Document section -

= Beginning of Section =

The inauguration of UC Berkeley’s Subir & Malini Chowdhury Center for Bangladesh Studies took place Monday.
Although the center was established in 2013, because of logistical complexities, it officially opened Monday. Chancellor Nicholas Dirks presided over a ribbon-cutting ceremony. After the event, Sir Fazle Hasan Abed, founder of BRAC University — one of the universities with which the center will partner — gave a guest lecture to celebrate the center’s launch.
The Chowdhury center is the first of its kind in the United States, and it is housed within the campus’s Institute for South Asia Studies. The center supports research, promotes art and culture, awards scholarships and, through a research-exchange program, builds a relationship between Bangladeshi institutions and the University of California, according to its website.
Subir Chowdhury is the center’s primary benefactor and donated $1 million to the center through the Chowdhurys’ namesake foundation. Chowdhury, the CEO of ASI Consulting Group and an author, was born in Bangladesh.
“The majority of the work at the center will be practical work, and that is very critical,” Chowdhury said. “My hope and wish is that the center will have an impact on improving the quality of life on Bangladesh people.”
Chowdhury said that he recognized the importance of a center for Bangladesh studies in the United States and considered a few other universities, but that he chose UC Berkeley for the passion he saw in both the students and in Dirks.
“(Bangladesh is) a nation that still struggles with all kinds of issues and challenges,” Dirks said. “But (it) is also a sign of great hope and optimism … that we will be able to explore together as we engage with our colleagues and scholars — both here, elsewhere in the United States, across the world and in Bangladesh.”

= End of Section =

Stored data -

= Beginning of Section =

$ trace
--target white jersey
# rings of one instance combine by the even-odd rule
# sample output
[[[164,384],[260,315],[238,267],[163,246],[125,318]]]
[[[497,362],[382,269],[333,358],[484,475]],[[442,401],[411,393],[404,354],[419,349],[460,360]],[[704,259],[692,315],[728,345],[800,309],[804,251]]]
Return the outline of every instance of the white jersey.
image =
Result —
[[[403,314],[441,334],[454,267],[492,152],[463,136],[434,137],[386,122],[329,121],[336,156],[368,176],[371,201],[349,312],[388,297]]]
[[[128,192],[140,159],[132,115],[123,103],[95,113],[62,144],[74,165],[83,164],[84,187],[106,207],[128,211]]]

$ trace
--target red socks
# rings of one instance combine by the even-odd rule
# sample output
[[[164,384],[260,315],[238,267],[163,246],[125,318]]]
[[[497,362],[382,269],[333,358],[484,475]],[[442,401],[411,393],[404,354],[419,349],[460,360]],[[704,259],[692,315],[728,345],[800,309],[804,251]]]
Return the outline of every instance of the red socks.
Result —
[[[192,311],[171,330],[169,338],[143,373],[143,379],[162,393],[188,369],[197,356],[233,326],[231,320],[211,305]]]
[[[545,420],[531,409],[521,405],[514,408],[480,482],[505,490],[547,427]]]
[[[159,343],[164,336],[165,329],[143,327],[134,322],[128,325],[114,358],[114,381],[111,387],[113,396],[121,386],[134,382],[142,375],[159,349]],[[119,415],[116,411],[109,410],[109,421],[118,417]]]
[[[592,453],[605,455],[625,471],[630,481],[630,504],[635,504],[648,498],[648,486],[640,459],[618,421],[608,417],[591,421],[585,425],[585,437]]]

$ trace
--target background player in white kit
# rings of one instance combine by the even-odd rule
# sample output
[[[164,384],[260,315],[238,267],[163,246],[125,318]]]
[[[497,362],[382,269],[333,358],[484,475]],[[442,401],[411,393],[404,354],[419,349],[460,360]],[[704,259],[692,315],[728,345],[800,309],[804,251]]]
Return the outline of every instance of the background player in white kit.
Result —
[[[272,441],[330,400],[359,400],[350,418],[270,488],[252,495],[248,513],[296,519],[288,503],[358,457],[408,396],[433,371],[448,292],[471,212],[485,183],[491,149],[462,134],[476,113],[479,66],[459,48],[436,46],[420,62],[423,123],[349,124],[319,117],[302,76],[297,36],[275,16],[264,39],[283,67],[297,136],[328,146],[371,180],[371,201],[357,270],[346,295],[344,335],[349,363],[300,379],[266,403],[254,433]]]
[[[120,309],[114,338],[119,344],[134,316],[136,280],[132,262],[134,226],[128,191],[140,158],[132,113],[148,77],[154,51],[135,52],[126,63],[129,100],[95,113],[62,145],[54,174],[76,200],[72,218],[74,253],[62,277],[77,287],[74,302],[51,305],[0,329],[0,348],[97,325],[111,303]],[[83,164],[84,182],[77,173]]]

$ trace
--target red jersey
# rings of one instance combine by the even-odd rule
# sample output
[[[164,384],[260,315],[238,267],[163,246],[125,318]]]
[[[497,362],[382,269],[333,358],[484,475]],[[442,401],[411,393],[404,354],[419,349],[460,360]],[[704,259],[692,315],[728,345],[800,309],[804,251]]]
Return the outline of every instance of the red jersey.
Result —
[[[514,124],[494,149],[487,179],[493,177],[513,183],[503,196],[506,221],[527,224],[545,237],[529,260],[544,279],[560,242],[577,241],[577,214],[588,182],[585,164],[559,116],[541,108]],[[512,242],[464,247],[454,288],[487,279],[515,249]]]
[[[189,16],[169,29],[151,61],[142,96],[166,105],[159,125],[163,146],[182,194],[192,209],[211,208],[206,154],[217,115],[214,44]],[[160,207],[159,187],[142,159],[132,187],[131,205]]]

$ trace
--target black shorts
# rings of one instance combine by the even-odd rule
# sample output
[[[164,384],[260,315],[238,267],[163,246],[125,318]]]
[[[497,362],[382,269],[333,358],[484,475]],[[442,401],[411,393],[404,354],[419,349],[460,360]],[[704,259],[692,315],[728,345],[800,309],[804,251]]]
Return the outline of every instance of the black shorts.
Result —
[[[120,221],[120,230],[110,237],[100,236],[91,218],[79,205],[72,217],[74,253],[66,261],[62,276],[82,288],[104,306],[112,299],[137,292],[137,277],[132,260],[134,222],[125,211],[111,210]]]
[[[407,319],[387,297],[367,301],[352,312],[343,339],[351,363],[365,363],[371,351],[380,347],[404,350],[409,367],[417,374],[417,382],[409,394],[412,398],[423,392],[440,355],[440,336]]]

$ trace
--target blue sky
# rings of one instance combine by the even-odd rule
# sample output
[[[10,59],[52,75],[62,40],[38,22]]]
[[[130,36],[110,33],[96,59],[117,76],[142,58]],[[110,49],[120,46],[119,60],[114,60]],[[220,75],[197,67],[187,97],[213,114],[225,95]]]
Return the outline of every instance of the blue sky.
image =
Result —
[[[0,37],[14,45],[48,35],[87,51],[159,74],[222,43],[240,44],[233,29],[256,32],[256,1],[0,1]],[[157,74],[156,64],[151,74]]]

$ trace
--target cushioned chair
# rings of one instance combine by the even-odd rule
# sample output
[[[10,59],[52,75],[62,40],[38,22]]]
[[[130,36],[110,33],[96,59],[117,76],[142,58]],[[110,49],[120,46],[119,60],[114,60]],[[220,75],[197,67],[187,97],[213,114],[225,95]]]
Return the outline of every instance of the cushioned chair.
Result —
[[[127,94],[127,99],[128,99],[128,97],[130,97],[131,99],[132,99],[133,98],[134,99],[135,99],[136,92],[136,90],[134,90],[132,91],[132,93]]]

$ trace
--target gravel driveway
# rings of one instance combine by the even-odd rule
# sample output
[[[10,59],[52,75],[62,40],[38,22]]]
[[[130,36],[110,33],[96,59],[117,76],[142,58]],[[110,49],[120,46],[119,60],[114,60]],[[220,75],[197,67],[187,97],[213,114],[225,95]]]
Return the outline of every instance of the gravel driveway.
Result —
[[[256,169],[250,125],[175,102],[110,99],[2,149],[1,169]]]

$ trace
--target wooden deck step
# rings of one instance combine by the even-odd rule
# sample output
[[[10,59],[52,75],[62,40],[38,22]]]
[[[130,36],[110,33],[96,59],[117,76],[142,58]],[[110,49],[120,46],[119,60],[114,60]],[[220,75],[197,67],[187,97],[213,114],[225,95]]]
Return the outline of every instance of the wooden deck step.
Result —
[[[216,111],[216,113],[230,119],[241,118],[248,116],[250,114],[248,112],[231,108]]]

= End of Section =

Return the part of the Bangladesh studies center article above word for word, starting at the words "Although the center" and ending after the words "the center’s launch.".

Task answer -
Although the center was established in 2013, because of logistical complexities, it officially opened Monday. Chancellor Nicholas Dirks presided over a ribbon-cutting ceremony. After the event, Sir Fazle Hasan Abed, founder of BRAC University — one of the universities with which the center will partner — gave a guest lecture to celebrate the center’s launch.